■ **DIRECTIVE**
Copy the listing below, swapping each "Format sample" for "Example" and leaving everything else unchanged. Omit the pictures from your copy.

■ **PROVIDED DATA**
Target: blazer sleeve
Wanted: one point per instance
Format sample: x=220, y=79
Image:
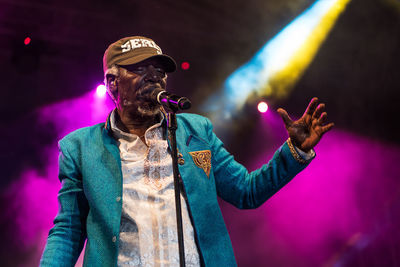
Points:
x=67, y=237
x=247, y=190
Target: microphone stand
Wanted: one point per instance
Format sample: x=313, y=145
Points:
x=172, y=126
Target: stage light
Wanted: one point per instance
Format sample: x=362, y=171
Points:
x=185, y=65
x=27, y=40
x=101, y=90
x=262, y=107
x=278, y=65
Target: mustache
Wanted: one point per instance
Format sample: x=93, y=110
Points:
x=145, y=91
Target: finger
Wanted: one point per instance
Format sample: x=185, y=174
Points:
x=323, y=118
x=327, y=127
x=311, y=106
x=285, y=117
x=318, y=111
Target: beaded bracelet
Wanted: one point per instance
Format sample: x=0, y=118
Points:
x=294, y=152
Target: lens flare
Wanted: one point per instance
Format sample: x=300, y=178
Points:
x=262, y=107
x=101, y=90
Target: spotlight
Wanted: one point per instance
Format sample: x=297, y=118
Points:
x=101, y=90
x=27, y=40
x=185, y=65
x=262, y=107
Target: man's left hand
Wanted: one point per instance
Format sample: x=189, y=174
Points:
x=306, y=132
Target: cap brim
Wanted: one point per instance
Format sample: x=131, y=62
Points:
x=168, y=62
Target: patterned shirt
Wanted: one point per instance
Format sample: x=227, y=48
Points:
x=148, y=235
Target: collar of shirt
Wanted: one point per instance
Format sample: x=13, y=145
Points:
x=119, y=134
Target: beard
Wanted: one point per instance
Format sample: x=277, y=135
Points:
x=141, y=104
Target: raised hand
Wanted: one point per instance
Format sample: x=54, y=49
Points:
x=306, y=132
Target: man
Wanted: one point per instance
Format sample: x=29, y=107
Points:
x=117, y=181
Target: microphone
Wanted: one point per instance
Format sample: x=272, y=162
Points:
x=170, y=101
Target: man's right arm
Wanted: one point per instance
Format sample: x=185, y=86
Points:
x=67, y=237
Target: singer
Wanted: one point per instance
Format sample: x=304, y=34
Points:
x=117, y=180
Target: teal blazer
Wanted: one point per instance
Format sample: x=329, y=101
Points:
x=90, y=199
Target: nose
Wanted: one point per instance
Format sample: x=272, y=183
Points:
x=153, y=75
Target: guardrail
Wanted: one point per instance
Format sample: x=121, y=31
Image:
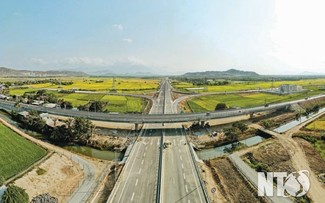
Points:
x=206, y=196
x=159, y=169
x=152, y=118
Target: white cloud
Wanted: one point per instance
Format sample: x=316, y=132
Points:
x=118, y=26
x=298, y=34
x=38, y=61
x=128, y=40
x=89, y=61
x=17, y=14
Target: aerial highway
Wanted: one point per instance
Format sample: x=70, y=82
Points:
x=148, y=175
x=154, y=117
x=180, y=181
x=139, y=180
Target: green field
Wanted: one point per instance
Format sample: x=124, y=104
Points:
x=134, y=85
x=16, y=153
x=320, y=148
x=113, y=103
x=318, y=124
x=248, y=85
x=208, y=103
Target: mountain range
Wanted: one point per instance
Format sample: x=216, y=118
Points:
x=219, y=74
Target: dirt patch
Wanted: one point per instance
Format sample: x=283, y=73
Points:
x=60, y=179
x=273, y=155
x=104, y=142
x=280, y=119
x=316, y=163
x=207, y=141
x=230, y=183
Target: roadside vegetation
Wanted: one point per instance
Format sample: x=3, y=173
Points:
x=83, y=101
x=78, y=130
x=210, y=103
x=15, y=194
x=221, y=85
x=17, y=153
x=118, y=84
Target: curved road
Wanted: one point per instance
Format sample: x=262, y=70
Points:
x=151, y=118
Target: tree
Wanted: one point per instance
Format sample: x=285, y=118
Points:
x=66, y=105
x=240, y=125
x=15, y=194
x=80, y=130
x=232, y=133
x=52, y=98
x=221, y=106
x=96, y=106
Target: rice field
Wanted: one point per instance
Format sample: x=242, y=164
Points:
x=129, y=85
x=16, y=153
x=318, y=124
x=208, y=103
x=113, y=103
x=248, y=85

■ **TASK OUTPUT**
Target: blazer sleeve
Wanted: one point per instance
Example: x=220, y=79
Image:
Points:
x=67, y=237
x=247, y=190
Target: microphone stand
Wanted: one point per instance
Example: x=313, y=145
Points:
x=172, y=126
Target: stage light
Wanted: one point per instance
Example: x=362, y=171
Points:
x=185, y=65
x=27, y=40
x=101, y=90
x=262, y=107
x=278, y=65
Target: mustache
Wanted: one point per instance
Example: x=93, y=110
Points:
x=145, y=91
Target: finger
Wanted: one point per instance
Example: x=185, y=174
Points:
x=323, y=118
x=327, y=127
x=311, y=106
x=285, y=117
x=318, y=111
Target: beaded bracelet
Wanted: one point per instance
Example: x=0, y=118
Points:
x=294, y=152
Target: lens flare
Wanted: one point per instance
Example: x=300, y=178
Points:
x=262, y=107
x=101, y=90
Target: spotlight
Wanted: one point per instance
Example: x=297, y=118
Points:
x=101, y=90
x=27, y=40
x=185, y=65
x=262, y=107
Target: man's left hand
Wanted: one point per instance
Example: x=189, y=174
Points:
x=306, y=132
Target: cap brim
Wanted: one point per instance
Example: x=131, y=62
Points:
x=168, y=62
Target: patterned shirt
Wanted: one point per instance
Example: x=227, y=48
Points:
x=148, y=235
Target: collar of shirt
Wanted: one point per instance
Example: x=13, y=145
Points:
x=119, y=134
Target: beard
Wanted: one point per instance
Example: x=277, y=135
Points:
x=141, y=104
Target: raised hand
Wanted: one point per instance
Example: x=54, y=49
Points:
x=306, y=132
Target: man
Wanted: one point per instance
Example: x=29, y=107
Points:
x=117, y=181
Target: microphone
Wanted: one point per instance
Example: x=272, y=162
Points:
x=170, y=101
Target: man's right arm
Wanted: one point per instance
Example: x=185, y=86
Points:
x=67, y=237
Target: singer
Wanted: one point per instance
Example: x=304, y=34
Points:
x=117, y=180
Target: teal blazer
Wanted: one point per instance
Example: x=329, y=101
Points:
x=90, y=199
Target: nose
Wanted: one point per instance
Example: x=272, y=183
Points:
x=153, y=75
Target: guardrail
Wanted: one point per instance
Example: x=121, y=31
Image:
Points:
x=206, y=196
x=159, y=169
x=152, y=118
Target: white cloud
Wanted: one point per instance
Example: x=316, y=132
Points:
x=118, y=26
x=298, y=34
x=38, y=61
x=128, y=40
x=89, y=61
x=17, y=14
Target: aerial highway
Wanted: one point per instance
Example: x=70, y=82
Points:
x=148, y=175
x=154, y=117
x=180, y=181
x=139, y=180
Target: green field
Wanted: one point per instance
Example: x=124, y=104
Points:
x=134, y=85
x=16, y=153
x=320, y=148
x=113, y=103
x=318, y=124
x=248, y=85
x=208, y=103
Target: mountain range
Wanted: one point per instance
Example: x=216, y=118
Points:
x=219, y=74
Target: dirt patch
Wanted: one point per instance
Example: x=283, y=73
Points:
x=60, y=179
x=273, y=155
x=104, y=142
x=280, y=119
x=316, y=163
x=207, y=141
x=230, y=183
Target: roadside vegetation
Wanted: one point per instance
Example: x=3, y=173
Points:
x=83, y=101
x=78, y=130
x=210, y=103
x=15, y=194
x=221, y=85
x=17, y=153
x=118, y=84
Target: curved road
Wanted: one point per instance
Example: x=262, y=70
Points:
x=151, y=118
Target: tree
Wanted: one point per instance
Example: x=285, y=118
Points:
x=66, y=105
x=240, y=125
x=15, y=194
x=80, y=130
x=232, y=133
x=52, y=98
x=221, y=106
x=96, y=106
Target: rice field
Wanted: one point per instance
Example: x=242, y=164
Points:
x=129, y=85
x=16, y=153
x=318, y=124
x=208, y=103
x=113, y=103
x=248, y=85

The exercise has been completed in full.